◆ **SELECTED EXTRACT**:
□ □ □
Quantumania Star Jonathan Majors Found The Perfect 'Villain Song' For Kang The Conqueror
Nothing beats a good villain theme. Yet despite being the world's dominant media franchise, the Marvel Cinematic Universe hasn't produced many memorable character themes (I'll defer an explanation to Every Frame a Painting), and there are even fewer villains with a signature leitmotif.
That doesn't mean they don't have unofficial villain songs, though. In a recent interview for the upcoming issue of Total Film, which hits shelves next Thursday, Jonathan Majors revealed he brought his own theme for Kang the Conqueror to the set of "Ant-Man and the Wasp: Quantumania." While director Peyton Reed and star Paul Rudd were listening to '80s New Romantic bands (including Adam and the Ants, naturally), Majors was getting into the mindset of a conqueror with the rap song "9mm." A track on David Banner's 2008 album "The Greatest Story Ever Told," the song features Akon, Lil Wayne, and Snoop Dogg.
The lyrics are just one part of the sound in "9mm," but their aggressive self-aggrandizing definitely fits a time-bending conqueror like Kang. Take the chorus, which gives the song its title and central motif:
I got a nine millimeter
Ready to go off any minute so you feel it (so you feel it)
Because of the law, I had to conceal it (to conceal it)
But if you f*** around you gon' make me reveal it, ay (ay)
"[It's] essentially just like the hardest villain song," Majors enthused. "It's got horn, it's got the fanfare, the pomp and circumstance of a legion — Alexander the Great and [Julius] Caesar and everybody — coming home." (Alexander the Great and Julius Caesar were among the character reference points Majors was given for Kang, alongside Genghis Khan.) "It's just wicked. That song I would play on repeat cranked all the way up on set."
What's in a villain song?
The best villain songs in cinema history are ballads of malevolence, which leave you both swept up and horrified. Symphonic themes, meanwhile, are the perfect way to announce and sustain a villain's presence, as if their very being overpowers the film's sound. Who can't hum the horn-blaring rhythm of "The Imperial March," John Williams' theme for Darth Vader?
Villain songs don't even need to have words to tell a story about a character. Take Hans Zimmer's theme for Davy Jones in "Pirates of the Caribbean." The instrumental track opens with a soft music box, before abruptly rising in power to downright operatic levels, reflecting the tragedy of Jones' story. For a lyrical villain theme, it's hard to beat Alan Menken and Stephen Schwartz's "Hellfire," sung by Judge Claude Frollo (Tony Jay) in "The Hunchback of Notre Dame." Used in concert with nightmarish visuals, Frollo's lust for Romani girl Esmerelda burns his soul, but he vows to not leave himself denied.
Not to imply Western cinema has the market cornered here. Some of my favorite anime villain themes are Susumu Hirasawa's "Behelit," the ethereal theme of Griffith from "Berserk," and "Girei" (or "Courtesy"), the theme for "Naruto" villain Pain, in which composer Yasuharu Takanashi mixes an organ and choir hymn together to accompany a god puppeteering six mortal bodies.
Alas, we probably won't be hearing "9mm" in the film itself; we'll have to settle for YouTube edits and TikTok fancams dedicated to Kang. However, I do believe more superhero movies could use hip-hop-flavored scores. "Spider-Man: Into The Spider-Verse" and the "Black Panther" films are proof of how well that music fits with propulsive and action-focused storytelling.
"Ant-Man and the Wasp: Quantumania" releases in theaters on February 17, 2023.
□ □ □
◆ **DATA UNDER STUDY**:
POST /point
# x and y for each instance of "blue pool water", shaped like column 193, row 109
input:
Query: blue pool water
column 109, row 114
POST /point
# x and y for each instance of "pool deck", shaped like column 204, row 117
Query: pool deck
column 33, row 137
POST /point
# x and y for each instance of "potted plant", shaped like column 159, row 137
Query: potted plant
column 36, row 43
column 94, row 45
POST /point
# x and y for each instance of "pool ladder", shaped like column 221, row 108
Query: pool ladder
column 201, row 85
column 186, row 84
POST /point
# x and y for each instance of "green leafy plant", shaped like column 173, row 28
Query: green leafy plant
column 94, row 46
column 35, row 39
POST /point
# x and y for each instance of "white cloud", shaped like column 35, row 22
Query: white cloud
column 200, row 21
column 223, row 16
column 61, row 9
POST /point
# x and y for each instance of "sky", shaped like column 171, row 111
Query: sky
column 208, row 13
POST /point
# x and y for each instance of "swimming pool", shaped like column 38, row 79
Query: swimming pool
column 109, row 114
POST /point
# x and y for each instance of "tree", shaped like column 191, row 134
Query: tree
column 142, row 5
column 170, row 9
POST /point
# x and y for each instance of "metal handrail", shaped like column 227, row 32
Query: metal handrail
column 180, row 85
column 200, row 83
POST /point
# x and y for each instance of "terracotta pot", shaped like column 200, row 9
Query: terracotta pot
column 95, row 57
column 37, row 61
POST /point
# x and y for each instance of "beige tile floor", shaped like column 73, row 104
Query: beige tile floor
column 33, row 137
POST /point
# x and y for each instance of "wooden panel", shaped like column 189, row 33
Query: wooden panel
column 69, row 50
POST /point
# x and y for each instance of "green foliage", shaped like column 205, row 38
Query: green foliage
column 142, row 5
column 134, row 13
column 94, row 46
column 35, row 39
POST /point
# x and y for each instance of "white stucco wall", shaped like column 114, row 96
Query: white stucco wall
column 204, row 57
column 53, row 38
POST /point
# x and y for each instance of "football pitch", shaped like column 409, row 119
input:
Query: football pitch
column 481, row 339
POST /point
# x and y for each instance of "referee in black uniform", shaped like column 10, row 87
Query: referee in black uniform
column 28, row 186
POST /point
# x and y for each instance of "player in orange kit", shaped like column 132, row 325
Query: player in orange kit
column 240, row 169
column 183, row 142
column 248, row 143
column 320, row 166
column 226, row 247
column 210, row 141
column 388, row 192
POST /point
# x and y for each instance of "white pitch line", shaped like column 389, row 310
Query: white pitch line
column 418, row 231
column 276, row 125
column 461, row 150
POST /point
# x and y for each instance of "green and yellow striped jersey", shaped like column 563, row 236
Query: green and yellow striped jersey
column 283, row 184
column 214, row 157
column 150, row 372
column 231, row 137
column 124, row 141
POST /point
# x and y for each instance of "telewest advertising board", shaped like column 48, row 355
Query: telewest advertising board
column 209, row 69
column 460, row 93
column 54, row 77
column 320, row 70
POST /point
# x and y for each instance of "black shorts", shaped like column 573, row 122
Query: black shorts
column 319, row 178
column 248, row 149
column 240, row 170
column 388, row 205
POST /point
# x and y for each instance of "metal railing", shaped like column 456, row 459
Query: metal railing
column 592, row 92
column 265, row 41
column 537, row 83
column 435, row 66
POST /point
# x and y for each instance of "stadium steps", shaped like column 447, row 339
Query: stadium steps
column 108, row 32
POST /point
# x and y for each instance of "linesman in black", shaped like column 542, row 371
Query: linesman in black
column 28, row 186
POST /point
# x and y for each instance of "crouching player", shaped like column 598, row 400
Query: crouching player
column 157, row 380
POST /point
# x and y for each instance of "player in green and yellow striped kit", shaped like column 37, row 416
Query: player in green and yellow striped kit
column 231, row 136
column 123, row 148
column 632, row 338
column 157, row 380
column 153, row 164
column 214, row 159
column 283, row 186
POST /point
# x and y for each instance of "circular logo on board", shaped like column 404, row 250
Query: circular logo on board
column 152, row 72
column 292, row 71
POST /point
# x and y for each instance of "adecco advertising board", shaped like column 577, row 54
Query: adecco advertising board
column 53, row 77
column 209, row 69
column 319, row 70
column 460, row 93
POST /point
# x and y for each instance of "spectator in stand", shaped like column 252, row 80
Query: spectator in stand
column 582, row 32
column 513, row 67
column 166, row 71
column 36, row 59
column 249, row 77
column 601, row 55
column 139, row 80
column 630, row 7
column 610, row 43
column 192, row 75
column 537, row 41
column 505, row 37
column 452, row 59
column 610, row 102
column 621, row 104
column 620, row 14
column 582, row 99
□ □ □
◆ **WORK INSTRUCTIONS**:
- 1) Which historical figures does the Kang article name as character reference points Majors was given for Kang?
- 2) Print the Kang article from "The lyrics are" up to and including "(to conceal it)".
The lines after the article come from a different source.

◆ **RESPONSES PER TASK**:
- 1) Alexander the Great, Julius Caesar, Genghis Khan

- 2)
The lyrics are just one part of the sound in "9mm," but their aggressive self-aggrandizing definitely fits a time-bending conqueror like Kang. Take the chorus, which gives the song its title and central motif:
I got a nine millimeter
Ready to go off any minute so you feel it (so you feel it)
Because of the law, I had to conceal it (to conceal it)